## Stated goal
Copy out the rows starting at "Question 7: Report the bounding box of the grainy" and ending at "[8,121,253,162]", putting "chimney" in place of "smokestack" and leaving everything else unchanged.

## Supplied material
──────
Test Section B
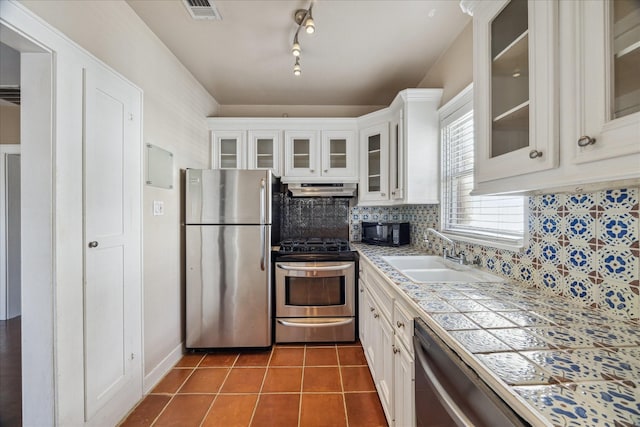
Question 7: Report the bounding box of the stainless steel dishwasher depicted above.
[413,318,529,427]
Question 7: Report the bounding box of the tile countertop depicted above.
[351,243,640,426]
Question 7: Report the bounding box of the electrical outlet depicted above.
[153,200,164,216]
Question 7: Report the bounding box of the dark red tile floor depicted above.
[121,343,387,427]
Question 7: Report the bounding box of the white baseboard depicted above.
[142,343,184,394]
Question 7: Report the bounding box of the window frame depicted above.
[438,83,529,250]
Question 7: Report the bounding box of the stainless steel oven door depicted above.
[276,261,355,317]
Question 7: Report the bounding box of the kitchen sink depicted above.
[382,255,504,283]
[400,268,503,283]
[381,255,446,271]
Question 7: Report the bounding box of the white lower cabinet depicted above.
[393,342,415,427]
[360,264,415,427]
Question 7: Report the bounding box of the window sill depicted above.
[442,231,529,252]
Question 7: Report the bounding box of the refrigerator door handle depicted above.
[260,178,267,225]
[260,225,267,271]
[260,178,267,271]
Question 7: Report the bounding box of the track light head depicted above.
[304,16,316,34]
[291,32,302,57]
[293,58,302,76]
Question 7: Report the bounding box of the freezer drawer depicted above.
[186,225,271,348]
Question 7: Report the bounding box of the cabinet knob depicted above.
[578,135,596,147]
[529,150,542,159]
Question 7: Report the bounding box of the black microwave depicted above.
[361,222,411,246]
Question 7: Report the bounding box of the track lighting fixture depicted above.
[293,57,302,76]
[291,0,316,76]
[304,6,316,34]
[291,33,300,56]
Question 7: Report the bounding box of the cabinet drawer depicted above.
[366,270,394,321]
[392,300,414,354]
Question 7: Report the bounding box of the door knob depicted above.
[578,135,596,147]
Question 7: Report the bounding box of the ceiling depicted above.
[127,0,471,106]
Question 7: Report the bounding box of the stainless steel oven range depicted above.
[275,238,356,343]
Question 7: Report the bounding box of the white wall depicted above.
[22,0,218,384]
[0,1,218,425]
[0,105,20,144]
[418,22,473,105]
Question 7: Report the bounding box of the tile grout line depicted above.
[298,344,307,427]
[336,346,349,427]
[249,346,275,426]
[199,353,240,427]
[149,355,205,427]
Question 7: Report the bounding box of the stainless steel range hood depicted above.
[289,183,358,197]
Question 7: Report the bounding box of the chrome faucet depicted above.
[424,228,467,264]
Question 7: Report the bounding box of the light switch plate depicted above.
[153,200,164,216]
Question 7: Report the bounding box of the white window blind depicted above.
[440,88,526,246]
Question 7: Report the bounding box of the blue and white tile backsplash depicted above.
[349,188,640,322]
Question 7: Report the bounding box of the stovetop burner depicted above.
[280,237,351,253]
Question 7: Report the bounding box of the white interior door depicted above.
[84,64,142,425]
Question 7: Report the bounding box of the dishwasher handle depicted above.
[413,335,474,427]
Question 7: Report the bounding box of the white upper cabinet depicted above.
[358,89,442,205]
[463,0,640,194]
[284,130,358,182]
[207,117,358,183]
[284,130,320,178]
[389,109,404,201]
[473,0,559,183]
[321,130,358,177]
[358,121,389,203]
[211,131,246,169]
[247,130,282,176]
[563,0,640,166]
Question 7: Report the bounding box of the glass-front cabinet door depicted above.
[247,130,282,176]
[358,122,389,201]
[568,0,640,163]
[211,131,246,169]
[474,0,559,186]
[321,131,357,181]
[284,131,320,177]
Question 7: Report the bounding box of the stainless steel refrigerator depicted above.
[185,169,277,348]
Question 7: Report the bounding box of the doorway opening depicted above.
[0,19,55,426]
[0,43,22,425]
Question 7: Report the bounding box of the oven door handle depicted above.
[413,336,474,427]
[278,264,351,271]
[278,317,353,328]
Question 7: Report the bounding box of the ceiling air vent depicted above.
[182,0,222,21]
[0,86,20,105]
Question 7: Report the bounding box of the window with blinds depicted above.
[440,87,526,246]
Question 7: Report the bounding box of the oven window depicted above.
[285,276,345,307]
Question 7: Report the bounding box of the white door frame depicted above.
[0,13,57,425]
[0,144,20,320]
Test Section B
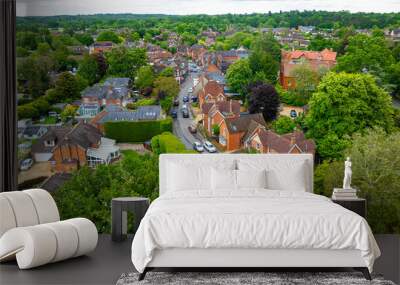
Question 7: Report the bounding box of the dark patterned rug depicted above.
[117,272,395,285]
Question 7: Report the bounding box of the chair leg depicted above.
[138,267,148,281]
[354,267,372,280]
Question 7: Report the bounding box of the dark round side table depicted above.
[111,197,150,241]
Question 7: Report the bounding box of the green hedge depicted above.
[104,117,172,143]
[151,132,194,154]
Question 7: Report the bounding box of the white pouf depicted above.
[0,189,98,269]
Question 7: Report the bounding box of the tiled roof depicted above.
[32,127,71,153]
[258,130,315,153]
[59,122,102,149]
[24,126,47,137]
[282,49,336,61]
[40,173,72,193]
[93,41,113,47]
[104,77,131,88]
[204,80,224,97]
[82,84,129,100]
[225,113,266,133]
[97,105,161,124]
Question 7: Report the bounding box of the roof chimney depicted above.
[290,132,296,145]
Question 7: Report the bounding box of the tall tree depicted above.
[306,73,393,159]
[290,63,327,105]
[226,59,253,99]
[96,31,122,44]
[106,47,147,80]
[249,82,280,122]
[337,33,394,82]
[249,34,281,84]
[78,55,102,85]
[55,72,80,102]
[135,65,154,90]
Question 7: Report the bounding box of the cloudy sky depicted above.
[17,0,400,16]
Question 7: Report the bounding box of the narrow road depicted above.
[173,72,204,149]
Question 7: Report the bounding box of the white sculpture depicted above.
[343,157,352,189]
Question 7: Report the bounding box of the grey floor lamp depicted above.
[0,0,18,191]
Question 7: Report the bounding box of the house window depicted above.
[44,140,55,147]
[86,156,105,167]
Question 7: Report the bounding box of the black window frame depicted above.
[0,0,18,192]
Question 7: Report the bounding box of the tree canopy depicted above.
[226,59,253,98]
[106,47,147,80]
[135,65,155,90]
[96,31,122,44]
[306,73,393,158]
[249,82,280,122]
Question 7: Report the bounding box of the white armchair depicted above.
[0,189,98,269]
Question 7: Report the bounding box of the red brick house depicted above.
[34,122,120,172]
[201,100,240,135]
[188,44,207,63]
[279,49,336,89]
[219,114,266,151]
[245,129,315,155]
[198,80,226,108]
[89,41,114,54]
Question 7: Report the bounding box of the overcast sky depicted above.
[17,0,400,16]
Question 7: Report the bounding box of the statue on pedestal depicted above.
[343,157,352,189]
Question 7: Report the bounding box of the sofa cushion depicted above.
[211,167,237,192]
[167,160,236,191]
[236,169,268,189]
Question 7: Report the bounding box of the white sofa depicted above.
[0,189,98,269]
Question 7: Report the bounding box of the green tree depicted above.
[290,63,326,105]
[272,116,296,135]
[60,105,77,122]
[226,59,253,98]
[314,128,400,234]
[54,151,158,233]
[17,56,52,98]
[388,61,400,99]
[55,72,80,102]
[135,65,155,90]
[78,55,102,85]
[75,34,94,46]
[106,47,147,80]
[154,77,179,98]
[96,31,122,44]
[306,73,393,158]
[249,82,280,122]
[346,129,400,234]
[249,34,281,84]
[308,34,338,51]
[158,66,175,77]
[337,34,394,82]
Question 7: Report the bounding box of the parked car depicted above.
[193,141,204,152]
[188,124,197,134]
[19,158,33,170]
[203,141,217,153]
[182,108,189,118]
[171,110,178,119]
[143,140,152,151]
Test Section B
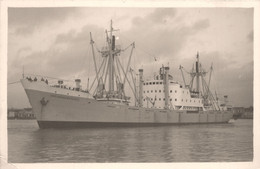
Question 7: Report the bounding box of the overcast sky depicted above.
[8,8,254,107]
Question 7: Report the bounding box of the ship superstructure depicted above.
[21,21,232,128]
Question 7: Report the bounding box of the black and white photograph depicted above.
[1,2,259,168]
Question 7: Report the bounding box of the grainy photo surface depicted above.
[7,7,254,163]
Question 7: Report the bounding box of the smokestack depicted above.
[163,67,170,109]
[112,35,116,50]
[224,95,228,105]
[139,69,144,107]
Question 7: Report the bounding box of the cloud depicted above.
[8,7,79,35]
[247,30,254,42]
[147,8,177,23]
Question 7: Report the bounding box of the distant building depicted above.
[241,106,254,119]
[233,106,254,119]
[7,108,35,119]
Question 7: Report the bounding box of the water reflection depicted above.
[8,121,253,162]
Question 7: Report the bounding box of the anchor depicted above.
[40,97,49,115]
[41,97,49,106]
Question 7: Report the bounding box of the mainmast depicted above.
[108,20,115,93]
[90,20,135,102]
[196,52,200,94]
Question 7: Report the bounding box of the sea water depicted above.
[8,119,253,163]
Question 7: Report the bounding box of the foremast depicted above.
[180,52,220,110]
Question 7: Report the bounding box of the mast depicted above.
[108,20,115,93]
[139,69,144,107]
[163,67,170,109]
[196,52,200,94]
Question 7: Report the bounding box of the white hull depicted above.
[21,79,233,128]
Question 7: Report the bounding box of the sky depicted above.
[7,7,254,108]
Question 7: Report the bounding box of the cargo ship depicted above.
[21,21,233,128]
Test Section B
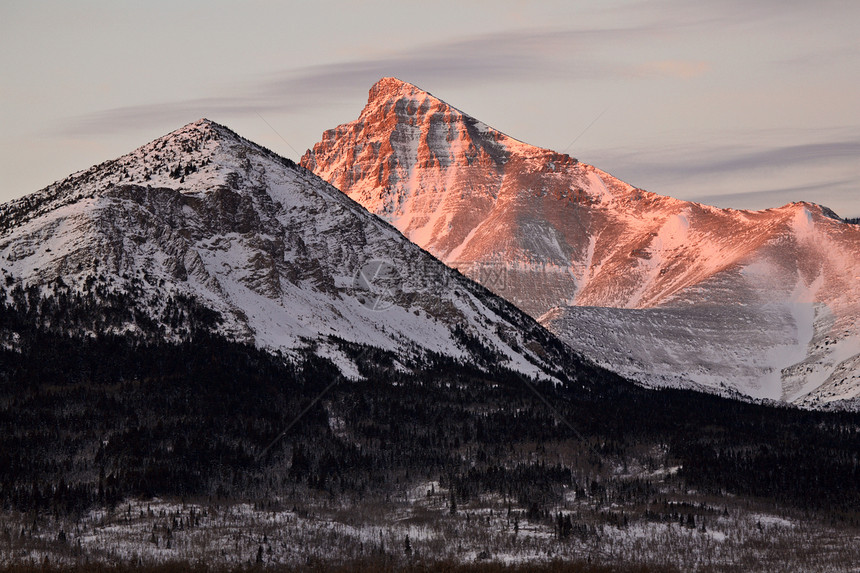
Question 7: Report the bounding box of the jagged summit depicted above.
[301,78,860,403]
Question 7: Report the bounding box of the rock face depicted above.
[0,120,576,377]
[301,78,860,405]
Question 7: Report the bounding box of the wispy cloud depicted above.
[60,21,684,135]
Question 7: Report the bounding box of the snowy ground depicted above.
[0,482,860,572]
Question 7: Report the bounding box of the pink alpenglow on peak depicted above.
[301,78,860,405]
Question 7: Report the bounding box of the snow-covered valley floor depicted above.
[0,480,860,572]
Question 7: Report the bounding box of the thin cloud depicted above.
[64,22,674,135]
[692,179,856,206]
[605,139,860,179]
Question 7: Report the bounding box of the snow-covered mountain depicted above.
[0,119,576,378]
[301,78,860,405]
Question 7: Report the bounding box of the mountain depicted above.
[301,78,860,405]
[0,119,576,378]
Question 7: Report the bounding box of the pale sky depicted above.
[0,0,860,217]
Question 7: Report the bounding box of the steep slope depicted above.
[302,78,860,404]
[0,120,576,377]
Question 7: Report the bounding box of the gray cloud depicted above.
[615,139,860,179]
[694,179,857,207]
[58,21,675,135]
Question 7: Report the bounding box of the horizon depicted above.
[0,0,860,218]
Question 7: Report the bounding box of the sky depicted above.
[0,0,860,217]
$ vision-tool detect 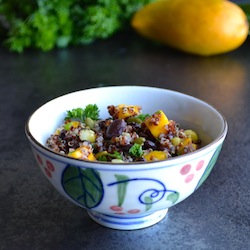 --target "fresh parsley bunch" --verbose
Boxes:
[0,0,155,52]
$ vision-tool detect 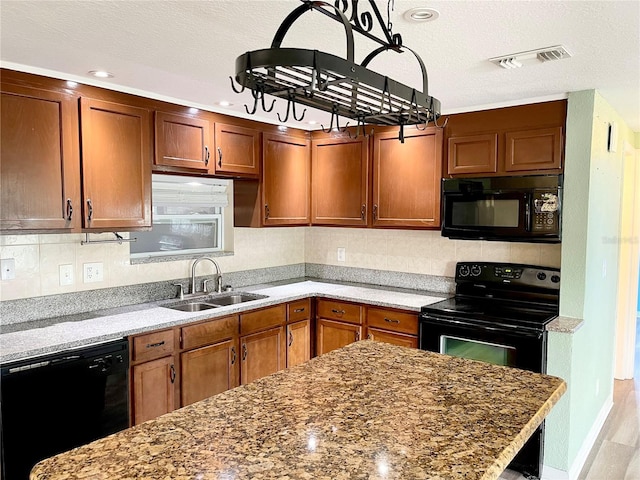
──────
## Full response
Question 7: Report the bounding box of the grainy photo surface depicted above.
[7,7,254,163]
Question 7: Report the bounding box of the chimney depicted above.
[163,67,170,109]
[112,35,116,50]
[224,95,228,105]
[139,69,144,107]
Question 7: Report the bounding box of the cloud depicted above.
[8,7,79,35]
[247,30,254,42]
[147,8,177,23]
Question 7: Report the bounding box of the distant building depicted above.
[241,106,254,119]
[233,106,254,119]
[7,108,35,119]
Question 7: Report the bounding box of the water reflection depicted above.
[8,121,253,162]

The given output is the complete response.